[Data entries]
=-=-=-=-=

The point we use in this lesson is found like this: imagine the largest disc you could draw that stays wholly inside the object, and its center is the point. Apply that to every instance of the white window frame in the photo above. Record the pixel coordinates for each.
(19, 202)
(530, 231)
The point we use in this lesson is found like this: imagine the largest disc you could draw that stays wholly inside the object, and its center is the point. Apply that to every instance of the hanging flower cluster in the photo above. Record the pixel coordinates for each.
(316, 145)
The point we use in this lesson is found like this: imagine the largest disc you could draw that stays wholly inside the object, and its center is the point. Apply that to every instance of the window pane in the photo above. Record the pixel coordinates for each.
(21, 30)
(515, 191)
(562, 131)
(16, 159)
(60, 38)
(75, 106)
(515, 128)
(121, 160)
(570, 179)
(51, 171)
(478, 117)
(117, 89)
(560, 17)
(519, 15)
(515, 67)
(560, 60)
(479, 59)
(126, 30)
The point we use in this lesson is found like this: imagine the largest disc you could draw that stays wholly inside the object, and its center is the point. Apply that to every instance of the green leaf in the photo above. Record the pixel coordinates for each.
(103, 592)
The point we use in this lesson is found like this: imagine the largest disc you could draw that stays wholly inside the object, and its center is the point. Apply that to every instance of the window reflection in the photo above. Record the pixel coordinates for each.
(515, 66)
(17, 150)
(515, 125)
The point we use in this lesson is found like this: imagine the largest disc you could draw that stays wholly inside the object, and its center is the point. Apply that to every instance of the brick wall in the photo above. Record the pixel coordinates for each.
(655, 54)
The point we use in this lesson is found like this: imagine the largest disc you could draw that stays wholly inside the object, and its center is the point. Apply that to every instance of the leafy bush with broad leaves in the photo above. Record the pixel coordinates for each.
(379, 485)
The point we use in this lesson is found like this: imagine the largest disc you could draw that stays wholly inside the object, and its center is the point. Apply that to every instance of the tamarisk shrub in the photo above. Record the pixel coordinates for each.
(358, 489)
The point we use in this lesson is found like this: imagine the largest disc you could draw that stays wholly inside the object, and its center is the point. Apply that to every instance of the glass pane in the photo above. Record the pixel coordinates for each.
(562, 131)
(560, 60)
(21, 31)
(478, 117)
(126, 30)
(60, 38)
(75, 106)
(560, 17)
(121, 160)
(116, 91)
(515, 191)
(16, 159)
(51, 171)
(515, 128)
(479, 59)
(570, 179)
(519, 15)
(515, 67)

=-=-=-=-=

## How to complete this task
Every line above needs to be repeated exactly as shown.

## Solved problem
The point we use in this lesson is found like this: imagine the largest disc you could draw that stays wholly inside the object, and its center is the point. Apply that to every instance of the white window frame in the photo above. Record the pixel coordinates for each.
(19, 202)
(530, 231)
The point we use in this lesson is found like this: imagine the largest disc you could draw that stays wholly inside the object, and its center is the point. Apply that to every instance of the hanging flower cluster in the photo above. Record the pixel coordinates for each.
(316, 145)
The point we use in this lesson is found like this: imagine the largest disc you could draw that stays wholly inside the object, and its center is the point. Apply that to every instance of the window pane in the photo above. Record the pixel coordinates for each.
(21, 30)
(515, 191)
(562, 131)
(16, 159)
(60, 38)
(75, 106)
(515, 128)
(121, 160)
(570, 179)
(51, 171)
(478, 117)
(117, 89)
(560, 17)
(519, 15)
(515, 67)
(560, 60)
(479, 59)
(126, 30)
The point we use in this lesson is found like this: imagine the largest disc you could draw that stays wholly inside the object, and its center is the point. Apply that to every instance of the green leaf in the photo above. Record the pixel coordinates for each.
(103, 592)
The point we use in this lesson is found like this: imagine the largest disc you could draw that stays wholly inside the object, and its center is the point. Apply that to every instance of the window reflection in the photo above. Record the pixel coordinates for each.
(515, 66)
(17, 150)
(515, 125)
The point we use in this lesson is found like this: imagine the largest disc you could draw that stays wholly inside the object, and its center is the point. Apply that to every instance of the brick wall in the photo above. Record the pixel coordinates for each.
(655, 54)
The point we use in this lesson is found like this: imagine the largest disc you could draw that stays wholly inside the object, and its center is the point. Apply that to every instance of the leafy bush with broad leaves in the photo above. Record the pixel coordinates for each.
(379, 485)
The point we use in this lesson is found like this: imagine the largest disc you could draw that stays wholly inside the object, and its center is the point. Apply that to every instance of the tamarisk shrub in the photo above. Record the pixel coordinates for each.
(358, 489)
The point we use in this lesson is found like this: imagine the largest disc you could draw that stays wholly inside the object, and its center is the point. Apply that to every instance of the glass pane in the photo above. Record the pixel coordinates for each.
(562, 131)
(560, 60)
(21, 31)
(478, 117)
(126, 30)
(60, 38)
(75, 106)
(560, 17)
(121, 160)
(116, 91)
(515, 191)
(16, 159)
(51, 171)
(515, 128)
(479, 59)
(570, 179)
(519, 15)
(515, 67)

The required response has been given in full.